Records drawn from a dataset:

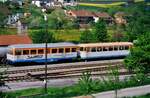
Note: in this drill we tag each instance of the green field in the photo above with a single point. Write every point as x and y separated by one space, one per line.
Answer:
103 5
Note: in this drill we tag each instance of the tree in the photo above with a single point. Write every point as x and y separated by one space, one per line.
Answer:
135 29
100 31
86 37
41 36
139 58
59 20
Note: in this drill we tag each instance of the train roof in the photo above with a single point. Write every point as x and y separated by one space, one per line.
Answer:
42 45
106 44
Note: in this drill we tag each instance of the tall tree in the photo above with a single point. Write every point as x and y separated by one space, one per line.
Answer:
86 37
4 12
139 57
100 31
41 36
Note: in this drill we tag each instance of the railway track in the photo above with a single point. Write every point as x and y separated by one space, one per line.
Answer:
55 72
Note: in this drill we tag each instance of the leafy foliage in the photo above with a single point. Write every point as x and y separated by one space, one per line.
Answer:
100 31
41 36
85 81
86 37
139 58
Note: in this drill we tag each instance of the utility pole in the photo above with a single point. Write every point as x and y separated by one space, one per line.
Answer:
46 31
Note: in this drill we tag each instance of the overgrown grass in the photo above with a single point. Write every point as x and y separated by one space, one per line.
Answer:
72 35
143 96
5 31
95 86
103 5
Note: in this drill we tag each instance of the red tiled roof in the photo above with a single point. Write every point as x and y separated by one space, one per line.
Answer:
102 14
82 13
14 39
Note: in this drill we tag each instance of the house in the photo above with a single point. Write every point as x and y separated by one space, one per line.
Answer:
103 15
82 16
54 3
120 18
6 40
85 17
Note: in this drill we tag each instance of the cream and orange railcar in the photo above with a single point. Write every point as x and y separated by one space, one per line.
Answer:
104 50
36 52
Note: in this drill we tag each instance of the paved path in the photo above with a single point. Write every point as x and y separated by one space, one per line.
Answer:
135 91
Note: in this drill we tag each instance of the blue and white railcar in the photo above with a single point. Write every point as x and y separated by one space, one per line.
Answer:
36 52
104 50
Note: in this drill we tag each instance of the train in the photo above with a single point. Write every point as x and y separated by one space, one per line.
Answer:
35 53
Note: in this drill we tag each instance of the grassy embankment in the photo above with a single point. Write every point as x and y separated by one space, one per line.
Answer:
143 96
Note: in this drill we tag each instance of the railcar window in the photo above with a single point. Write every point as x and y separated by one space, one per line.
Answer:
18 52
25 52
99 49
81 48
61 50
115 48
67 50
105 48
93 49
40 51
10 52
54 50
33 51
110 48
126 47
74 49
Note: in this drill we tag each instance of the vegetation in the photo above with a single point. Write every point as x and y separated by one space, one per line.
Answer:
86 85
143 96
139 58
42 36
87 36
4 12
100 31
103 5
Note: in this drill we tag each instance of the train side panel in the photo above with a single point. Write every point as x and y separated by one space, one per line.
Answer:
104 54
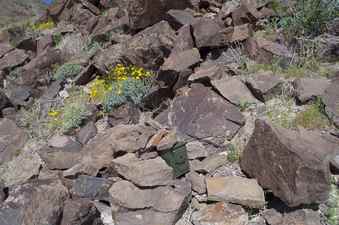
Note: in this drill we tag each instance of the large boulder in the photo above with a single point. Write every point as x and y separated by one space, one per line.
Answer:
294 165
199 112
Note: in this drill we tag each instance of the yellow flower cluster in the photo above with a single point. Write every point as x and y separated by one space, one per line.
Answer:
121 72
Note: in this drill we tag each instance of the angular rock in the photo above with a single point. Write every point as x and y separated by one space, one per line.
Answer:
181 61
144 13
220 214
211 71
297 217
130 138
12 59
61 153
149 47
40 202
234 90
294 165
309 88
237 190
264 85
209 164
198 182
95 188
184 40
144 173
331 100
198 112
79 212
162 205
20 169
196 150
178 18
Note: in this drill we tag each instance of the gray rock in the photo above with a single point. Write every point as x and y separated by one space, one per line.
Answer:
209 164
331 99
12 139
237 190
298 217
91 187
264 85
184 40
309 88
12 59
149 47
198 182
198 112
234 90
79 212
161 205
144 173
39 202
196 150
305 151
220 214
178 18
99 152
20 169
146 13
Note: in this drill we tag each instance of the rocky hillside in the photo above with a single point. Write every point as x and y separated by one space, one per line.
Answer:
15 11
171 112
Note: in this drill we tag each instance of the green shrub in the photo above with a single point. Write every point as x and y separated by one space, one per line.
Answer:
131 89
309 17
332 213
67 71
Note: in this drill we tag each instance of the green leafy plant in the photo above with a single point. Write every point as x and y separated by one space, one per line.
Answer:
313 117
310 17
72 114
332 213
121 84
67 71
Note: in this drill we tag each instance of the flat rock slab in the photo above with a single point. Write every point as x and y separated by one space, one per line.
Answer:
294 165
144 173
199 112
161 205
238 190
235 91
220 214
20 169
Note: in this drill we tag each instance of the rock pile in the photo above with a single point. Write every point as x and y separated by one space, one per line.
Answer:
173 158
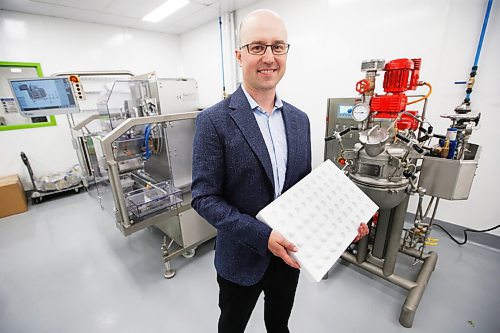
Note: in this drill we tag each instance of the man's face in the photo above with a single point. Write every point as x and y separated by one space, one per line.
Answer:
262 72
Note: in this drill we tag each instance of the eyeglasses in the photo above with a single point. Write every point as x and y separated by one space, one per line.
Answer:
260 49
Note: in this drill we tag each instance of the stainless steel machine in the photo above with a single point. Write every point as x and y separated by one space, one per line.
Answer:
390 151
137 159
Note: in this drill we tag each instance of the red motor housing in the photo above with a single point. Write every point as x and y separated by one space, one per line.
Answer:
400 75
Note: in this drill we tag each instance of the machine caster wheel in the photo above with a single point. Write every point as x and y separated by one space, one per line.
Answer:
189 254
169 273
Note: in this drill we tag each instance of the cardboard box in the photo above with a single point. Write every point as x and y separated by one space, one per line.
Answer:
12 197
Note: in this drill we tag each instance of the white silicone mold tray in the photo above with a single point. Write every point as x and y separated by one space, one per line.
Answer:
320 215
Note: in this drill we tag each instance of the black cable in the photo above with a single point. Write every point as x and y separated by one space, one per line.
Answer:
465 232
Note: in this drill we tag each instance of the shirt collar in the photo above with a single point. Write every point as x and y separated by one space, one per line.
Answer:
278 103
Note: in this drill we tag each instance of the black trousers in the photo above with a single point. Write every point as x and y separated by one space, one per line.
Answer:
237 302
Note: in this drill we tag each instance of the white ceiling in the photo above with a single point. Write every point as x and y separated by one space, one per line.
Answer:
128 13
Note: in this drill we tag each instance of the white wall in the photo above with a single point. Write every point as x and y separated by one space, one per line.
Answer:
329 39
201 58
61 45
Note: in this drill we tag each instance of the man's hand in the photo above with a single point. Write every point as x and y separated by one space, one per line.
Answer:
279 246
362 232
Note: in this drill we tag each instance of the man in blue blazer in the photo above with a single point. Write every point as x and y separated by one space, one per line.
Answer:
247 150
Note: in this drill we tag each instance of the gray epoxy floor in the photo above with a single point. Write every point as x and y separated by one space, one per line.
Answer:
65 267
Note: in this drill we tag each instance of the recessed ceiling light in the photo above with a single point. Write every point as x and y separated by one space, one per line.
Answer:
167 8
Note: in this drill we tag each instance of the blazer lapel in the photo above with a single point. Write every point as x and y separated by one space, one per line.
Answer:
245 120
292 141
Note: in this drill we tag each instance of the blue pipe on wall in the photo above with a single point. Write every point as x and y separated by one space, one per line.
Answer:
478 52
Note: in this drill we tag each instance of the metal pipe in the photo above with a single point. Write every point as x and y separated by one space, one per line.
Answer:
379 245
394 278
415 295
362 249
398 219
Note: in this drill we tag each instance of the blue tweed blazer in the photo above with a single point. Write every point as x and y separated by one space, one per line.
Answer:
233 180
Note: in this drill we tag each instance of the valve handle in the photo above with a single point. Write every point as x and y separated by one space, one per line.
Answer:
362 86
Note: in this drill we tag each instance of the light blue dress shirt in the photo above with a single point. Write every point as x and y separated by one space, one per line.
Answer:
272 128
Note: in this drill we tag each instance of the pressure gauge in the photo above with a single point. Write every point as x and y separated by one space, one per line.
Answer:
360 112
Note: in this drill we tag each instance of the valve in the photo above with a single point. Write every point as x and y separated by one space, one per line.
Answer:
363 86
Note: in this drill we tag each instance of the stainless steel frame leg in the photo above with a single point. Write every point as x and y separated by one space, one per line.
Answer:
396 228
169 272
415 295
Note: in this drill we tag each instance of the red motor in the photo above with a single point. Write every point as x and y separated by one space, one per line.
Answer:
400 75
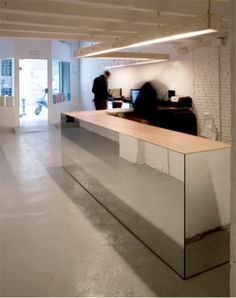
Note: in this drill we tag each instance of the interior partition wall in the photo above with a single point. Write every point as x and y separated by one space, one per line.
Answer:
177 204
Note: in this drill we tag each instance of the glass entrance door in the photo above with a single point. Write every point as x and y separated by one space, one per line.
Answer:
33 109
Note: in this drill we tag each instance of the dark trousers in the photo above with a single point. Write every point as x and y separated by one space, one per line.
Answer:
100 104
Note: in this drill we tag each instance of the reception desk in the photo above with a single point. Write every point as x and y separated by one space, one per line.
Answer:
171 190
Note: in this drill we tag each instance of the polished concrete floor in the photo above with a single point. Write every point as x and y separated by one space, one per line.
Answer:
56 240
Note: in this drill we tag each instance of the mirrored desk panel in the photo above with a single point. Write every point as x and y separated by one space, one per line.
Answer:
170 190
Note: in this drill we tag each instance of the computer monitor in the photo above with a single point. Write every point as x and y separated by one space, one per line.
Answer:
134 94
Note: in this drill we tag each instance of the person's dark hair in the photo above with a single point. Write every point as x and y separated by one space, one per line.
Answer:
107 73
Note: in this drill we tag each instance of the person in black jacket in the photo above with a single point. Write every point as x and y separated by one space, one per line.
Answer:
146 103
100 90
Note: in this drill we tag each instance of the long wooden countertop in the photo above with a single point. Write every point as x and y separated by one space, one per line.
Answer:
176 141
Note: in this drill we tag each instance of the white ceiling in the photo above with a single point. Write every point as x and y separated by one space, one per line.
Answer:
98 20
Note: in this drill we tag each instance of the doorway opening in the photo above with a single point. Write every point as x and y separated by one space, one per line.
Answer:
33 82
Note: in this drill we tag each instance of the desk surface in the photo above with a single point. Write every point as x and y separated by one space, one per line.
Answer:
176 141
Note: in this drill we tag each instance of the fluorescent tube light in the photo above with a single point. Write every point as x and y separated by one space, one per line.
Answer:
194 27
132 64
133 56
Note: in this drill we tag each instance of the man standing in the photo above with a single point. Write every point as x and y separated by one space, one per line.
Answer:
100 90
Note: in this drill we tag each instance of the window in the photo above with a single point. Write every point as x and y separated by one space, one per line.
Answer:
61 81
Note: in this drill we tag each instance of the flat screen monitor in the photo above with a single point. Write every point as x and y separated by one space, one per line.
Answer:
134 95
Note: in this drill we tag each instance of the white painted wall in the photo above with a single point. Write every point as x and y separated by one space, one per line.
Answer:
202 72
233 155
176 74
64 52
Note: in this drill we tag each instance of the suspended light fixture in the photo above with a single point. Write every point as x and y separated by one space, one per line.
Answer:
195 27
131 63
133 56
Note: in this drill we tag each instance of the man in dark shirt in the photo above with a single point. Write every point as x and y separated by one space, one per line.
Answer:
100 90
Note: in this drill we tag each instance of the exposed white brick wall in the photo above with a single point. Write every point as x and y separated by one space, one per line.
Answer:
212 88
225 88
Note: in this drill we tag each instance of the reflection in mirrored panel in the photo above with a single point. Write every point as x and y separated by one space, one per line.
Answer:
176 204
148 202
207 210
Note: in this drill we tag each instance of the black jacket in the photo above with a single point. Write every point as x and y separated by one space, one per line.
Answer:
100 88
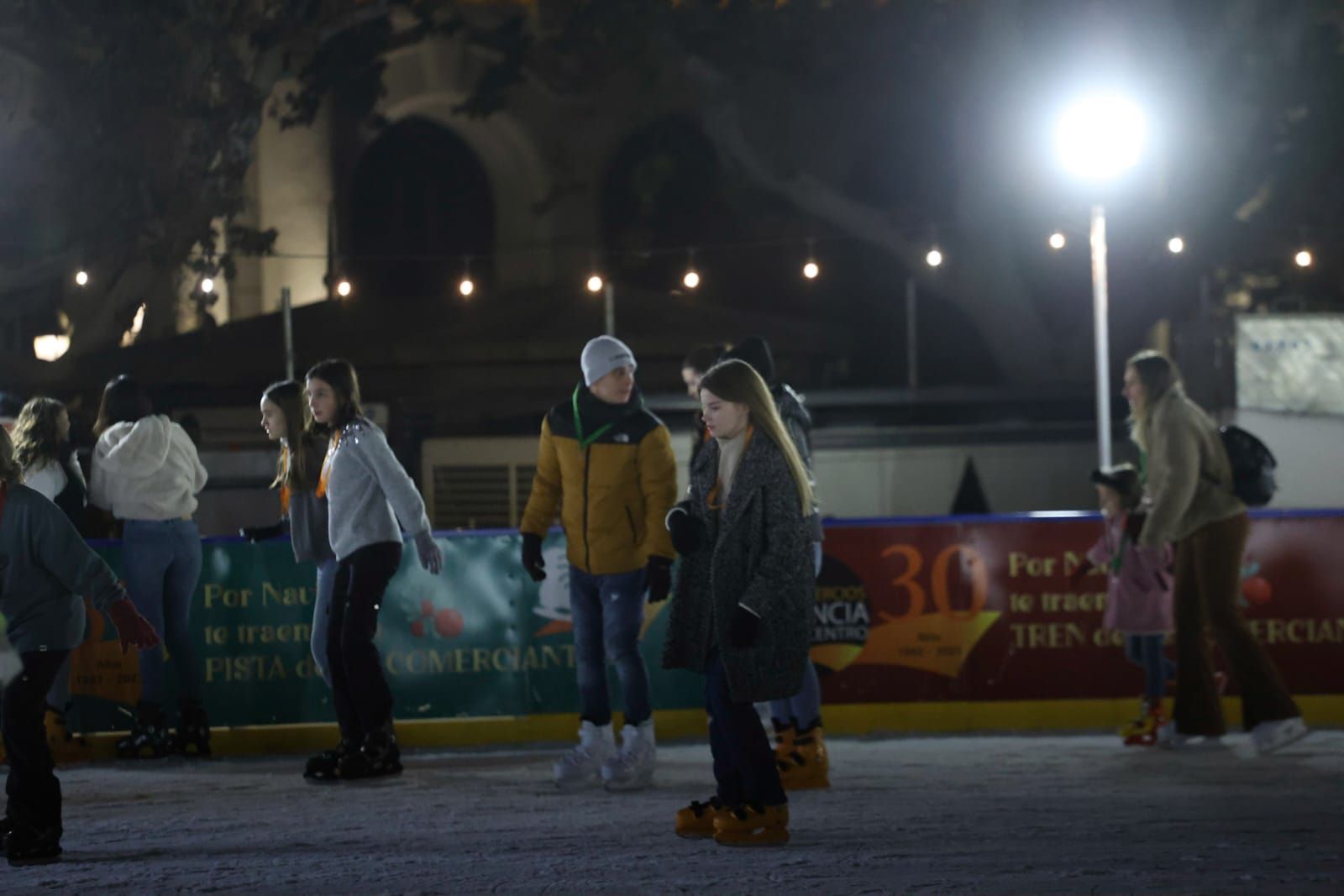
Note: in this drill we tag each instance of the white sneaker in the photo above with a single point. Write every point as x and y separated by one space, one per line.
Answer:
1269 736
632 768
1171 739
582 766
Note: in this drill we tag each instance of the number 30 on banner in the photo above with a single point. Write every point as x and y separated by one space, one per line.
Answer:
971 562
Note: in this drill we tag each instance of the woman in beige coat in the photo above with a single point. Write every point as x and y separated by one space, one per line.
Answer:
1191 504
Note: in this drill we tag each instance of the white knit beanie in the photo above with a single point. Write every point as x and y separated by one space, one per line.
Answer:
604 355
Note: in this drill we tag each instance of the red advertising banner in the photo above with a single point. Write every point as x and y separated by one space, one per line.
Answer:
999 609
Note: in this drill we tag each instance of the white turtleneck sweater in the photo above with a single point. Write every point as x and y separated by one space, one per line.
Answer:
730 456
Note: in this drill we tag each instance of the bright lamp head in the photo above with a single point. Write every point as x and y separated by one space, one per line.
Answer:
1101 137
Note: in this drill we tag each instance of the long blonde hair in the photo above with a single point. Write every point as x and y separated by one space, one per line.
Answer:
10 469
734 380
293 469
1159 375
35 432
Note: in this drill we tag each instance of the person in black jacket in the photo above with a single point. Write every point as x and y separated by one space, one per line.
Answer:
42 448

# Try it
Look through the entries above and copy each line that has "long" in it.

# Your solution
Note: in this drill we tag each instance of the long wooden countertop in the photo above with a single point. Write every point as x and y separated by one space, one per line.
Note: in this drill we tag each instance of the long blonde hair in the photo above with a single point. Write every point as x and y separated by one space, one per line.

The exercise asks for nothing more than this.